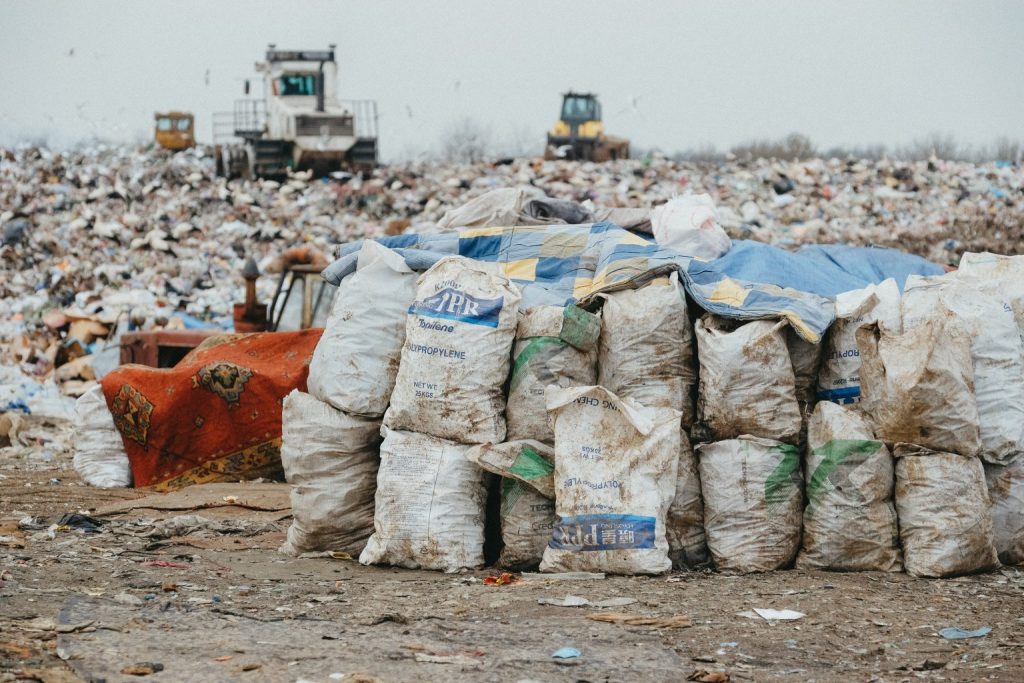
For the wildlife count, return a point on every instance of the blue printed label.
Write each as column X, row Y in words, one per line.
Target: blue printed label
column 603, row 532
column 843, row 396
column 451, row 304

* * * * *

■ Description of the task: Output all of the data above word for word, leaving out the picture.

■ Full response:
For the wildlife count, return a point on every instance of the blue printed label.
Write each as column X, row Y in words, one per line.
Target: blue printed label
column 603, row 532
column 843, row 396
column 451, row 304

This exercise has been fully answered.